*** EXTRACTED RECORDS ***

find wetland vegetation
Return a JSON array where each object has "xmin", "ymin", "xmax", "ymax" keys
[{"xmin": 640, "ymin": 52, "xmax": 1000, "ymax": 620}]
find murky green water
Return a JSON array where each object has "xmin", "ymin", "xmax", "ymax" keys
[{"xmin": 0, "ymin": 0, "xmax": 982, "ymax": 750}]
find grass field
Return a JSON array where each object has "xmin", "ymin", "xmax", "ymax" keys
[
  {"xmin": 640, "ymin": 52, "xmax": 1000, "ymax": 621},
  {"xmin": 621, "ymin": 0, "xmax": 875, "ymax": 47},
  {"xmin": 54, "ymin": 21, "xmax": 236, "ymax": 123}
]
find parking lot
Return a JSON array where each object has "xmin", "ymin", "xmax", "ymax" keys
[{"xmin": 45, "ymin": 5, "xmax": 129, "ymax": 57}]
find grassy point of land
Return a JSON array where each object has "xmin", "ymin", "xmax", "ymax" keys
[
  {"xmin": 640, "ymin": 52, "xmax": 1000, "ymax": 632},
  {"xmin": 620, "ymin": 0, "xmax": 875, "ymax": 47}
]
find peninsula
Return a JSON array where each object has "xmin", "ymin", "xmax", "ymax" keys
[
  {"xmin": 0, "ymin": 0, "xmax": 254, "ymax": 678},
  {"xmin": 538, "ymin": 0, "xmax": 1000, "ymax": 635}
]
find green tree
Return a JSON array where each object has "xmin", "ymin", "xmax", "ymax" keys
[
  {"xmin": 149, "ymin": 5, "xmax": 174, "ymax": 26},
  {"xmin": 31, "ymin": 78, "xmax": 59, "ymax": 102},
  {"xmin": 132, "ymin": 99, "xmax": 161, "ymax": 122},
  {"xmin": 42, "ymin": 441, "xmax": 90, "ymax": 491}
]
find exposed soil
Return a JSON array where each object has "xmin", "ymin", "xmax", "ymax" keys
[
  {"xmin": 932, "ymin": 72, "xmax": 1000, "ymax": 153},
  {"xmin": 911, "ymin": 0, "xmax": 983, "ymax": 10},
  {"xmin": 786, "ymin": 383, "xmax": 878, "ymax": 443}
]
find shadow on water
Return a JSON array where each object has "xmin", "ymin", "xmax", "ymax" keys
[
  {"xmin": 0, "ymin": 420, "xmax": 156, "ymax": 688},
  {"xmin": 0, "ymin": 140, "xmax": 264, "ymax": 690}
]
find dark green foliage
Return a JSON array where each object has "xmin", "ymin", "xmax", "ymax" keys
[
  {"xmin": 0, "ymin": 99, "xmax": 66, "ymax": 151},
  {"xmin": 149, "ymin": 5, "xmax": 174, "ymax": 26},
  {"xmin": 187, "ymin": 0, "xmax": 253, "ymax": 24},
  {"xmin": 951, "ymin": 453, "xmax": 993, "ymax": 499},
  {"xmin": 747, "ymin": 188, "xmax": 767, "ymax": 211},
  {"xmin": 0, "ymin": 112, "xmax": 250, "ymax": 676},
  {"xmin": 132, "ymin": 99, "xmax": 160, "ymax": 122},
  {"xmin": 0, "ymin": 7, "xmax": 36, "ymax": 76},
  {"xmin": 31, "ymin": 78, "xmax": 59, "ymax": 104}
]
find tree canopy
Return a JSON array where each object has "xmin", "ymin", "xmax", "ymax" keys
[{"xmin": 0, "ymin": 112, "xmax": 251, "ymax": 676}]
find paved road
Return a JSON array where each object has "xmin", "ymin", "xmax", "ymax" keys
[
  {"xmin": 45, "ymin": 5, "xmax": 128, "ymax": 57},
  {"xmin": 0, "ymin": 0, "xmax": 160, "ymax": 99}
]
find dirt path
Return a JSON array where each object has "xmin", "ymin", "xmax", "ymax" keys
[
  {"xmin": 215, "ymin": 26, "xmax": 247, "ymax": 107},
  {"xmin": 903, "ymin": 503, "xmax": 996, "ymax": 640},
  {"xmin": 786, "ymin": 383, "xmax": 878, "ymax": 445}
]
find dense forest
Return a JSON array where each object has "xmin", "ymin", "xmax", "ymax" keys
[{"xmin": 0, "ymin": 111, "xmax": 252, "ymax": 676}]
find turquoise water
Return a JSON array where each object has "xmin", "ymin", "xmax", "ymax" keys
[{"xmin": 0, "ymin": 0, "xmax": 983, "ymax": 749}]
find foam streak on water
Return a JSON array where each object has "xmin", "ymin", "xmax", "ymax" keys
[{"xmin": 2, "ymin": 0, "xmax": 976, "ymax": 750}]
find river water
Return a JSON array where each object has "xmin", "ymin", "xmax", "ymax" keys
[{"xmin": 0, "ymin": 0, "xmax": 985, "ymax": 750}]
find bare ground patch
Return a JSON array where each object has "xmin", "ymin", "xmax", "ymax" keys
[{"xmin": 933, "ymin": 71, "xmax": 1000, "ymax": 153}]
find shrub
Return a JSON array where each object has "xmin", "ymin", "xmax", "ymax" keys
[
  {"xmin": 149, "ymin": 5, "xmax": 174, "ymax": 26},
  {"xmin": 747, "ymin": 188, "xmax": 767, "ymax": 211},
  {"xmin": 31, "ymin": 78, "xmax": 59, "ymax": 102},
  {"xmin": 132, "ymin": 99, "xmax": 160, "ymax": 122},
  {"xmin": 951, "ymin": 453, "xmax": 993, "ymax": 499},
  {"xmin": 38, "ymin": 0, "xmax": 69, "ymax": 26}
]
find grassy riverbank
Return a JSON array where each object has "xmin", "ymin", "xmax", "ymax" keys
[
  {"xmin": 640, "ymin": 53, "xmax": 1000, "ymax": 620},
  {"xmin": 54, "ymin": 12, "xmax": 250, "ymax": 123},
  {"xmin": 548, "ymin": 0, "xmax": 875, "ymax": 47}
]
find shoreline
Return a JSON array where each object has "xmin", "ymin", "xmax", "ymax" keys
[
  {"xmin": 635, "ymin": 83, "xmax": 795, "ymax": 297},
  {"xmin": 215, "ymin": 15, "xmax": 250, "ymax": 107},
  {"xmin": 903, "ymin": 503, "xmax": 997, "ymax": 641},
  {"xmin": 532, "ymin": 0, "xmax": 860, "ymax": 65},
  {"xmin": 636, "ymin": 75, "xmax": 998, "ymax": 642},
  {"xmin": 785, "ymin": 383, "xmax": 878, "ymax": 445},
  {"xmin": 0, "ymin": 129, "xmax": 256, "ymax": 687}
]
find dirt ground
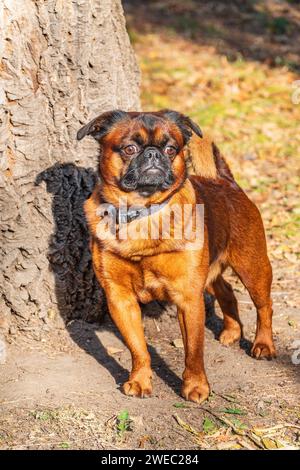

***

→ YOUR OBJECTIVE:
Pull out every line of the data above that contains the word "green", and copy each one. Uppercase and lowercase letters count as different.

→ FINAL RESULT:
find murky green water
find green tree
find dark green foliage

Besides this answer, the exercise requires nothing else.